◆ Aufgaben:
1 > Wie hoch war laut dem Text über Healthcare-Übernahmen das globale M&A-Volumen im Jahr 2015?
2 > Zitieren Sie aus dem Text über Healthcare-Übernahmen die Passage zwischen "Viel Geld gebunkert" und "für Übernahmen verwenden.", beide eingeschlossen.

Im vergangenen Jahr haben im Healthcare-Sektor Firmenzusammenschlüsse und Übernahmen (M&A) mit einem weltweiten Volumen von 283,4 Mrd. USD stattgefunden. Das war immerhin der dritthöchste Wert seit 2001, aber nichts im Vergleich zum Jahr zuvor. 2015 belief sich das globale M&A-Volumen auf 392,4 Mrd. USD. Der Rückgang lag 2016 somit bei rund 30%. Von Mario Linimeier
Hauptgrund für die rückläufigen M&A-Aktivitäten waren neue steuerliche Regelungen, mit denen Washington etwa die Übernahme von Allergan durch Pfizer verhindert hatte. Wäre der Deal zustande gekommen, hätte das globale M&A-Volumen im Healthcare- Bereich einen neuen Rekord erzielt. Jetzt könnten es erneut steuerliche Änderungen sein, die die M&A-Aktivitäten beeinflussen – nur in die andere Richtung.
Viel Geld gebunkert
Zum einen will die Trump-Administration die Unternehmenssteuern in den USA spürbar senken. Alle Details sind zwar noch nicht bekannt, es ist aber absehbar, dass die Healthcare-Unternehmen überdurchschnittlich profitieren würden, da sie in den Vereinigten Staaten zu den größten Steuerzahlern zählen. Zum anderen will Trump die Steuern für Cashbestände massiv reduzieren, die US-Firmen aus dem Ausland in die USA zurückholen. Allein die sechs großen US-Pharmakonzerne Johnson & Johnson, Merck & Co., Pfizer, Bristol-Myers Squibb, AbbVie und Eli Lilly bunkern zusammen fast 100 Mrd. USD liquide Mittel außerhalb der Landesgrenzen. Sollte das Geld wieder in die USA fließen, würde Big Pharma sicherlich einen nennenswerten Teil davon für Übernahmen verwenden.

◆ Extrahierte Informationen:
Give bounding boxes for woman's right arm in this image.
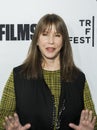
[0,72,16,130]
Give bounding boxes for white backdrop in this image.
[0,0,97,111]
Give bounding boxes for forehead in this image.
[41,24,59,32]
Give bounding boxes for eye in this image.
[42,33,47,36]
[55,33,61,37]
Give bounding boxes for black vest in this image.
[13,67,85,130]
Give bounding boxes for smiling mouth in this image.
[46,47,55,52]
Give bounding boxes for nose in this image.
[49,35,54,44]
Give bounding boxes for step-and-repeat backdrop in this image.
[0,0,97,111]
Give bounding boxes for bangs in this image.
[39,20,63,34]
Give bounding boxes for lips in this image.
[46,47,55,52]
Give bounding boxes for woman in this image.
[0,14,96,130]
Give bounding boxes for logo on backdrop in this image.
[0,24,36,41]
[0,16,95,47]
[70,16,95,47]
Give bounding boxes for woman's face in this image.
[37,25,63,60]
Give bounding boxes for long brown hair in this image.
[23,14,79,81]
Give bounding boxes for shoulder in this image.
[13,65,23,72]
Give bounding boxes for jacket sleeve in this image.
[84,81,97,130]
[0,72,16,130]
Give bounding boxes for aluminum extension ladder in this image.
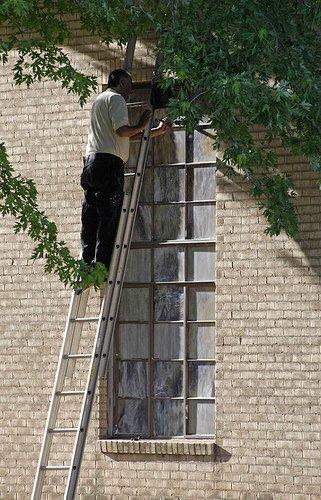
[32,43,154,500]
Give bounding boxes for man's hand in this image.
[158,118,172,134]
[138,109,152,128]
[150,118,172,137]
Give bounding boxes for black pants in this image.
[80,153,124,269]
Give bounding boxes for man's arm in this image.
[130,119,171,141]
[116,110,151,140]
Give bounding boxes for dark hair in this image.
[107,68,132,87]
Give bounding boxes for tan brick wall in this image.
[0,17,321,500]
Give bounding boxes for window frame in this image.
[107,128,216,440]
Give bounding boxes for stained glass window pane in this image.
[133,205,152,241]
[194,130,216,162]
[154,205,185,240]
[118,361,147,398]
[188,401,215,435]
[188,205,215,239]
[154,286,184,321]
[154,399,184,437]
[154,361,183,398]
[188,287,215,321]
[187,166,215,201]
[154,247,184,281]
[125,248,151,283]
[187,246,215,281]
[188,325,215,359]
[119,287,149,321]
[153,130,185,165]
[115,399,148,435]
[118,324,149,359]
[154,323,184,359]
[188,361,215,398]
[155,167,185,202]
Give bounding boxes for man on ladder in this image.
[81,69,170,286]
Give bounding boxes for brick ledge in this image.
[100,439,215,456]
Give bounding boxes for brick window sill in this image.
[100,439,216,456]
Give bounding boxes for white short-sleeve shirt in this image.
[86,89,129,162]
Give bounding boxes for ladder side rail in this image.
[99,111,154,376]
[65,292,89,378]
[31,291,89,500]
[64,117,153,500]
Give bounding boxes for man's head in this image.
[107,69,132,100]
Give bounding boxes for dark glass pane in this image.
[188,361,215,398]
[188,325,215,359]
[154,205,185,240]
[125,248,151,283]
[133,205,152,241]
[154,400,184,437]
[154,361,183,398]
[139,167,153,202]
[114,399,148,436]
[119,287,149,321]
[188,287,215,321]
[154,167,185,202]
[154,285,184,321]
[188,205,215,239]
[118,361,147,398]
[187,246,216,281]
[119,324,149,359]
[188,401,215,434]
[154,323,184,359]
[154,247,184,281]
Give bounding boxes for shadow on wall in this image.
[65,34,154,81]
[217,158,321,277]
[102,445,232,463]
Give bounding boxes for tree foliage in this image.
[0,0,321,284]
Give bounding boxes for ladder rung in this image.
[56,391,85,396]
[48,427,77,434]
[64,354,92,359]
[127,101,149,108]
[41,465,70,470]
[70,316,99,323]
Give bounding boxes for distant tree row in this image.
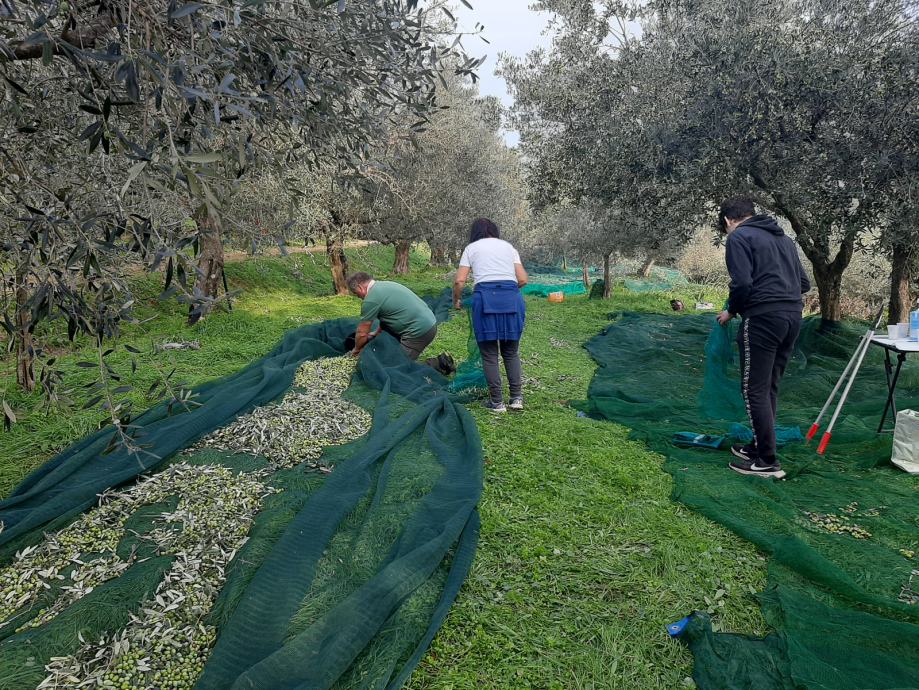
[503,0,919,321]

◆ Antworten je Aufgabe:
1 > 392,4 Mrd. USD

2 >
Viel Geld gebunkert
Zum einen will die Trump-Administration die Unternehmenssteuern in den USA spürbar senken. Alle Details sind zwar noch nicht bekannt, es ist aber absehbar, dass die Healthcare-Unternehmen überdurchschnittlich profitieren würden, da sie in den Vereinigten Staaten zu den größten Steuerzahlern zählen. Zum anderen will Trump die Steuern für Cashbestände massiv reduzieren, die US-Firmen aus dem Ausland in die USA zurückholen. Allein die sechs großen US-Pharmakonzerne Johnson & Johnson, Merck & Co., Pfizer, Bristol-Myers Squibb, AbbVie und Eli Lilly bunkern zusammen fast 100 Mrd. USD liquide Mittel außerhalb der Landesgrenzen. Sollte das Geld wieder in die USA fließen, würde Big Pharma sicherlich einen nennenswerten Teil davon für Übernahmen verwenden.